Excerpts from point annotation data
+ + + +
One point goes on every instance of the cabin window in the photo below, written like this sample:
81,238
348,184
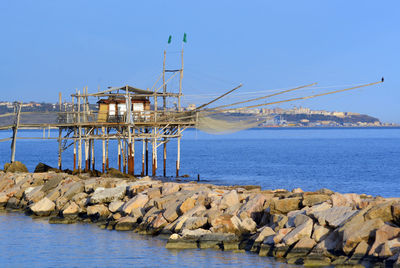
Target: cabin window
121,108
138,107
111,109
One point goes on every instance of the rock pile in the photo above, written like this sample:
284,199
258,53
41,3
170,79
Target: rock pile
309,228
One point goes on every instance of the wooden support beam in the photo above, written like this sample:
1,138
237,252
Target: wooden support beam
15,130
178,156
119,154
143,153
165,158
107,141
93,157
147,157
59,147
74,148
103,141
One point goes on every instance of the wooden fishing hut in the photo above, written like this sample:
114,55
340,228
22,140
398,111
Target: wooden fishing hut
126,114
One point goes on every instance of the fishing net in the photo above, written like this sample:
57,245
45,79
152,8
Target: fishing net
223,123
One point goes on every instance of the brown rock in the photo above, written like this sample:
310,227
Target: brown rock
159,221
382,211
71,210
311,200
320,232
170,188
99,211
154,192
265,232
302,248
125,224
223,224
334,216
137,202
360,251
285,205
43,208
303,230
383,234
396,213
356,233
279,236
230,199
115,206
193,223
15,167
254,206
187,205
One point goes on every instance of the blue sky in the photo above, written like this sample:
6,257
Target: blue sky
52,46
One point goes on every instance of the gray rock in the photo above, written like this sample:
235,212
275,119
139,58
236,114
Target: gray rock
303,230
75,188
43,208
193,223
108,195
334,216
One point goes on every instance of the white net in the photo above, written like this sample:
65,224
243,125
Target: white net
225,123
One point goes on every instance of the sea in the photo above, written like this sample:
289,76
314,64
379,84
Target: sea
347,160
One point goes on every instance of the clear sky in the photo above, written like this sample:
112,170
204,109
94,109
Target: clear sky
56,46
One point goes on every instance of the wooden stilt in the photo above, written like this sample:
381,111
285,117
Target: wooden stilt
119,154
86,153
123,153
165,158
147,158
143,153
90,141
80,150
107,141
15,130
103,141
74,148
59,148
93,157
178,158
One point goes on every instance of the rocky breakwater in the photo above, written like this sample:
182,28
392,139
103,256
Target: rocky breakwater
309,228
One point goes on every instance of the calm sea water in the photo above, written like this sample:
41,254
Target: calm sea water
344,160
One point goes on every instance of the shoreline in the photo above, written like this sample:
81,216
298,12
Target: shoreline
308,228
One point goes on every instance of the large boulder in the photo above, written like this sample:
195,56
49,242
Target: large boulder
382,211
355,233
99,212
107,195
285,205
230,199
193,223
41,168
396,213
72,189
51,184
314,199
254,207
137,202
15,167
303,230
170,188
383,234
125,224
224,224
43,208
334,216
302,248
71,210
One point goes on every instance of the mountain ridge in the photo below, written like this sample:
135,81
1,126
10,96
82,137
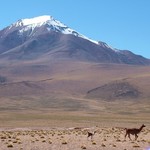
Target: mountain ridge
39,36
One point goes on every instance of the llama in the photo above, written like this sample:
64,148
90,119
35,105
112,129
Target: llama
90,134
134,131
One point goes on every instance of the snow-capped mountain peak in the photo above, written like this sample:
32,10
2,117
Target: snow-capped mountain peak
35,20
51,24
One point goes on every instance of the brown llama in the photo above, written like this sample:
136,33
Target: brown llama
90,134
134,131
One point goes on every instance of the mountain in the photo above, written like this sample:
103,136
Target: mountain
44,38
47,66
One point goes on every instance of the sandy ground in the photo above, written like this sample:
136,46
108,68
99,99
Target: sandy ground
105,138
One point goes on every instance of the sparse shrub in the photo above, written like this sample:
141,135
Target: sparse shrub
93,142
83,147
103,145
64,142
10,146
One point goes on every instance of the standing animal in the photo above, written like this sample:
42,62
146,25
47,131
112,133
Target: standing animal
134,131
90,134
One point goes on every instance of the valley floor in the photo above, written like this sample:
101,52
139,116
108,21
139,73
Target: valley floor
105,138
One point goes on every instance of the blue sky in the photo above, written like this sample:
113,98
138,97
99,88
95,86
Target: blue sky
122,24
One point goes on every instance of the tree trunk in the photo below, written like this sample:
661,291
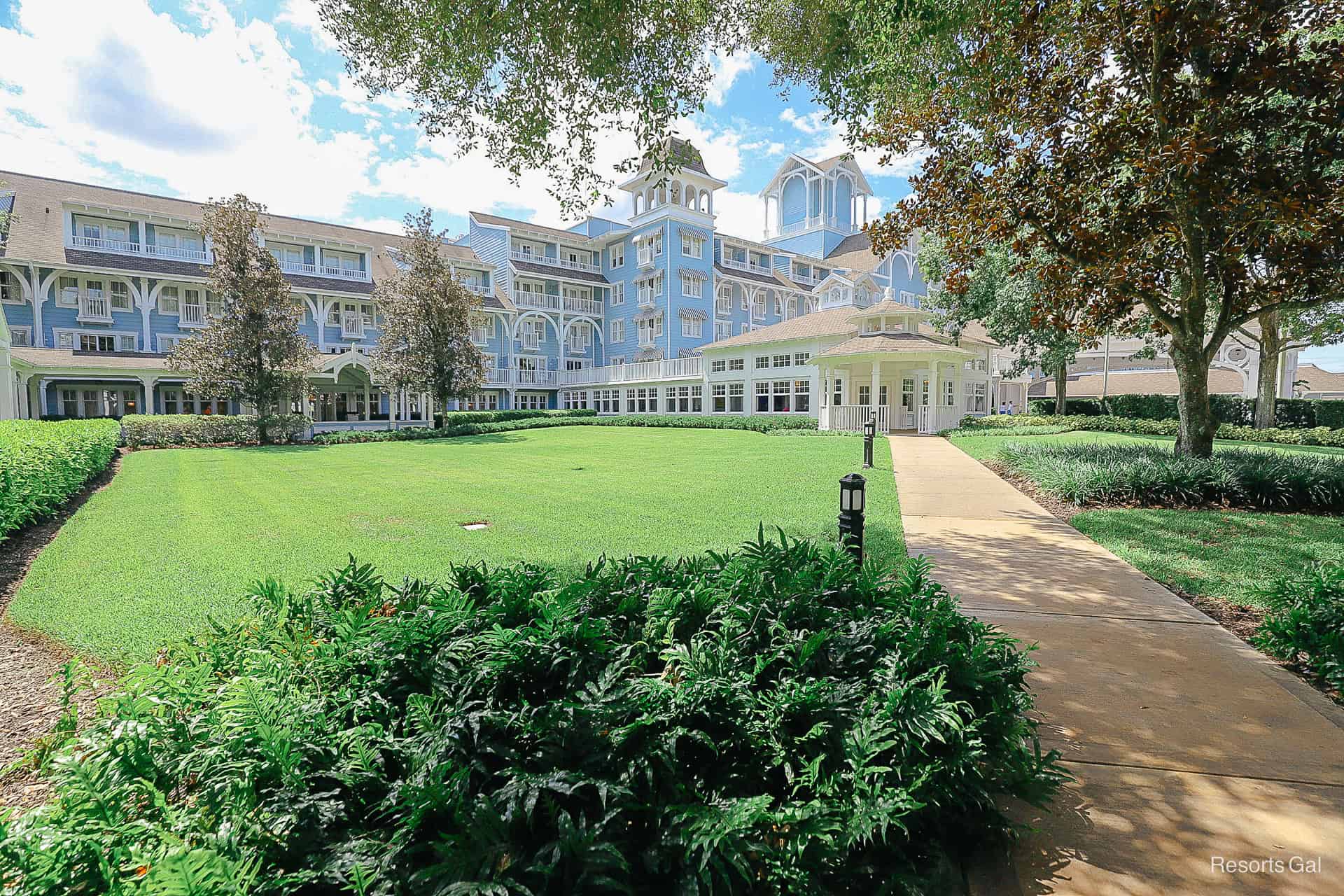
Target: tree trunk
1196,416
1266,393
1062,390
+ + + +
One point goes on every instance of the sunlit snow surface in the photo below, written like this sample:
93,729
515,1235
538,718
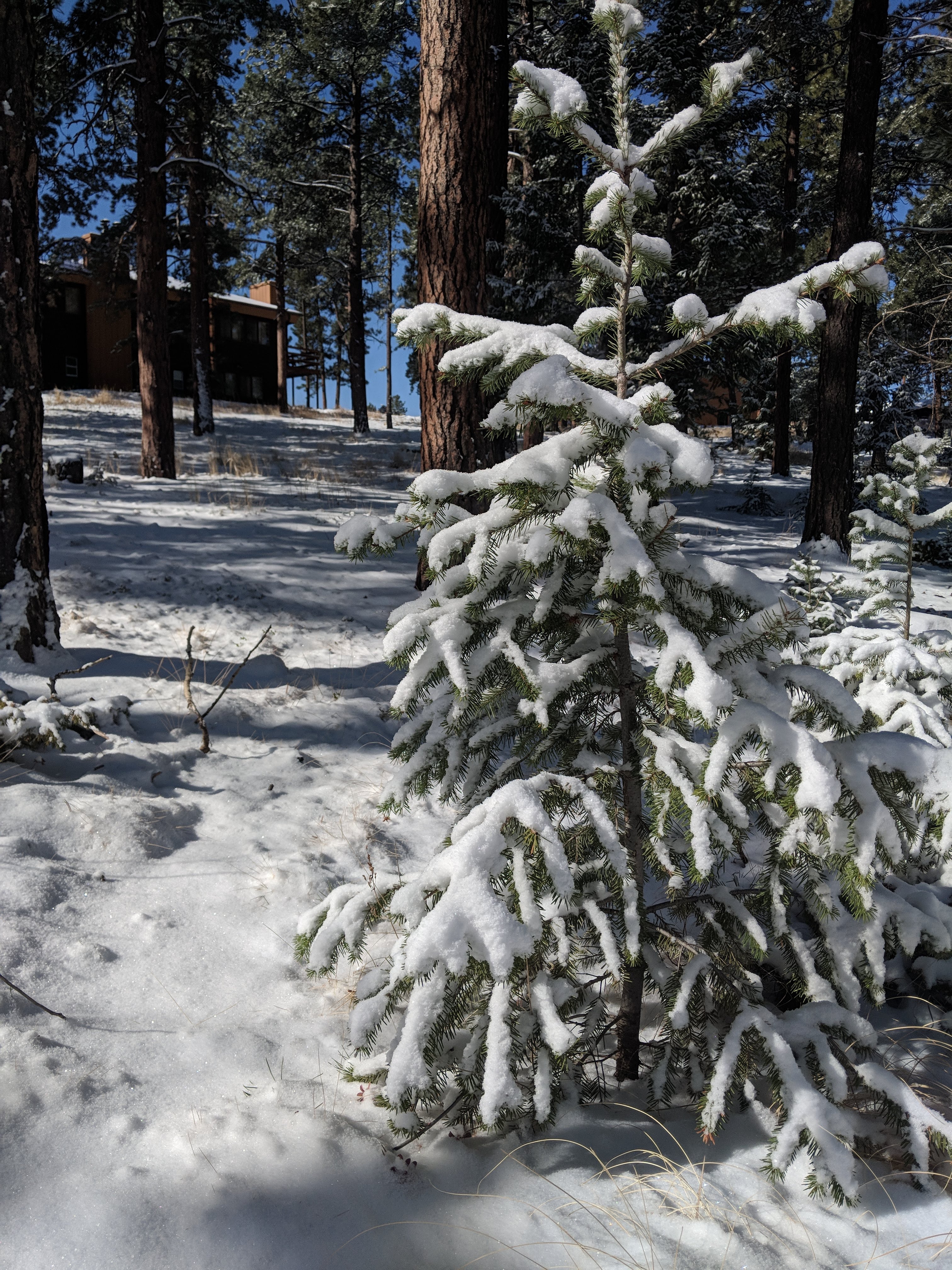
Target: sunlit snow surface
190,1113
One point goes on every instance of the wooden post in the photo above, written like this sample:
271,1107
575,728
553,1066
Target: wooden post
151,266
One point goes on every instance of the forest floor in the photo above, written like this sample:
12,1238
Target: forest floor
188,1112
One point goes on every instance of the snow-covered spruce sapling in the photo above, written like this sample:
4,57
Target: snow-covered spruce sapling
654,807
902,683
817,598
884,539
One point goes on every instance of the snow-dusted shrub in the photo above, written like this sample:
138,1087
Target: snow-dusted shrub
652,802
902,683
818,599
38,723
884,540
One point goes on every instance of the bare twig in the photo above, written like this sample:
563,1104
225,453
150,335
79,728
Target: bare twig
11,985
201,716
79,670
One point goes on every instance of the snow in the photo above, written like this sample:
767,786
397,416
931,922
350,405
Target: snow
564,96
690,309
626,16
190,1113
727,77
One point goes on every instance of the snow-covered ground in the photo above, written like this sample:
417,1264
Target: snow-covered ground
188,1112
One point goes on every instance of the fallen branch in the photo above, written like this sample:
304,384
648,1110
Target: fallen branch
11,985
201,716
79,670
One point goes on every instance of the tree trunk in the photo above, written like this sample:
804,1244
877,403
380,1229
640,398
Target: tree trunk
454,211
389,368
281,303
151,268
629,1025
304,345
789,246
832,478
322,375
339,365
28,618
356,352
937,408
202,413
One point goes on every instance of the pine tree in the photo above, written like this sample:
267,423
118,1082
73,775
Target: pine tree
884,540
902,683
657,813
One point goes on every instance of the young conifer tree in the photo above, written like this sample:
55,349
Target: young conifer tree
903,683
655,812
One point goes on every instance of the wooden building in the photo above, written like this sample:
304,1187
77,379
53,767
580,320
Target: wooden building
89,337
+ + + +
> EXERCISE PROMPT
How many lines in the data above contain the string "animal", with case counting? Reply with only the number.

> RESPONSE TO THIS EXERCISE
2